## THINGS TO DO
1: Do these statements agree with the SSE2 detection post? Answer yes or no for each, and quote the words from the post that decide it.
(a) The CpuId function works as expected.
(b) The writer found other questions stating that testing EDX:26 is unreliable.
(c) TrySSE2 sets XMM0 to 1.
2: In the SSE2 detection post, rewrite the part that opens with the words containing "Calling CPUID and" and closes with "EDX:26 is unreliable.", swapping "similar questions" for "related questions".

2

I'm looking at some library code that performs the following. The CpuId function operates as expected. It loads EAX (function), ECX (subfunction) and then calls CPUID.

struct CPUIDinfo
{
    word32 EAX;
    word32 EBX;
    word32 ECX;
    word32 EDX;
};
...

CPUIDinfo info;
CpuId(1 /*EAX=1*/, 0 /*ECX=0*, info);

if ((info.EDX & (1 << 26)) != 0)
    s_hasSSE2 = TrySSE2();

Then, this is what the code does in TrySSE2:

bool TrySSE2()
{
    /* SIG handlers in place */

    // Sets XMM0 to 0
    por xmm0, xmm0;

    #if ... Microsoft and instrinsics available ...
      // Exercises MOVD instruction
      word32 x = _mm_cvtsi128_si32(xmm0);
      return x == 0;
    #endif

    return true;
}

Calling CPUID and testing bit 26 of EDX is correct per Intel® 64 and IA-32 Architectures Software Developer Manual, Volume 2, Figure 3-8, page 3-192. So I'm not sure about the TrySSE2 part...

I have looked at other similar questions, like Determine processor support for SSE2?. None of them say testing EDX:26 is unreliable.

Why would the code call TrySSE2 rather than using CPUID/EDX:26? Is the test unreliable on some non-Intel processors?

## DATASET EXCERPT
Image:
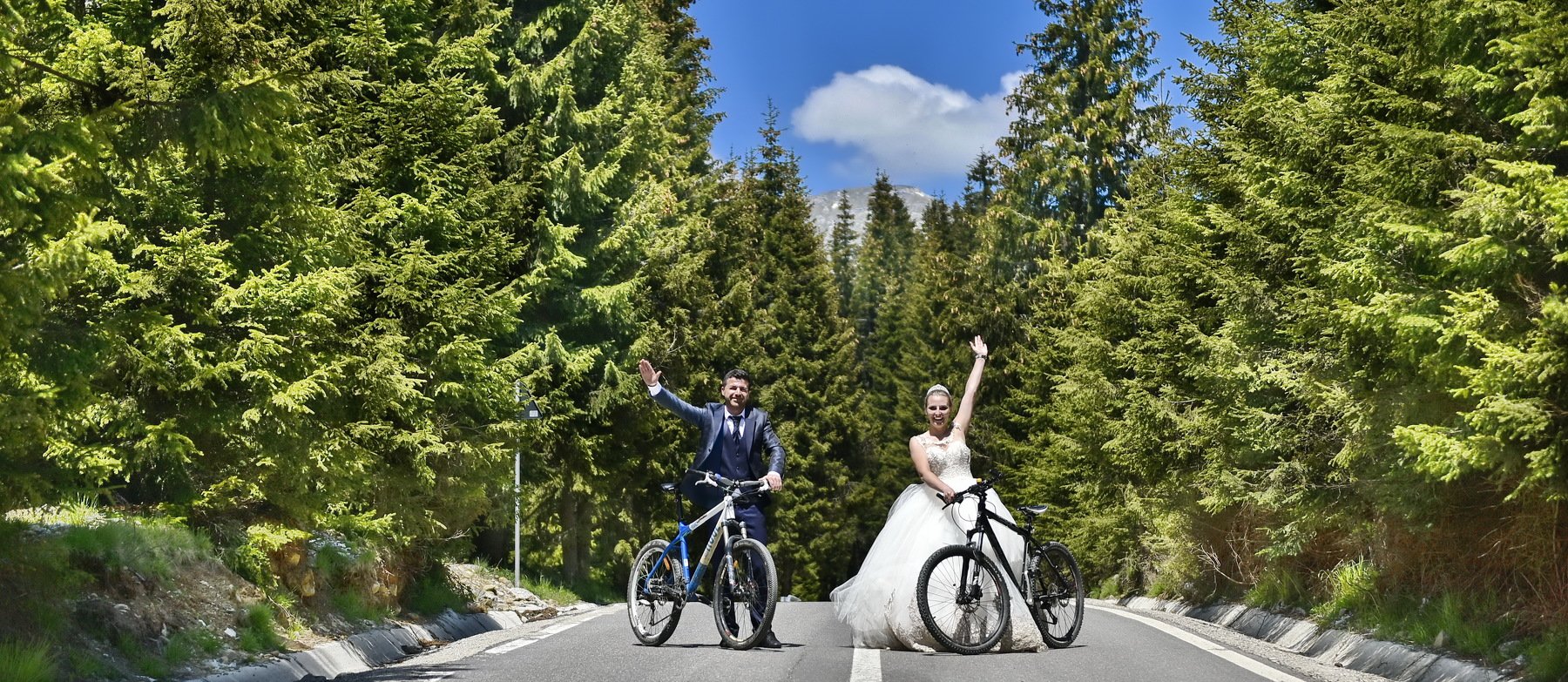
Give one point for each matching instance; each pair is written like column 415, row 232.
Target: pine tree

## SOLUTION SET
1:
(a) Yes: "The CpuId function operates as expected."
(b) No: "None of them say testing EDX:26 is unreliable."
(c) No: "Sets XMM0 to 0"

2:
Calling CPUID and testing bit 26 of EDX is correct per Intel® 64 and IA-32 Architectures Software Developer Manual, Volume 2, Figure 3-8, page 3-192. So I'm not sure about the TrySSE2 part...

I have looked at other related questions, like Determine processor support for SSE2?. None of them say testing EDX:26 is unreliable.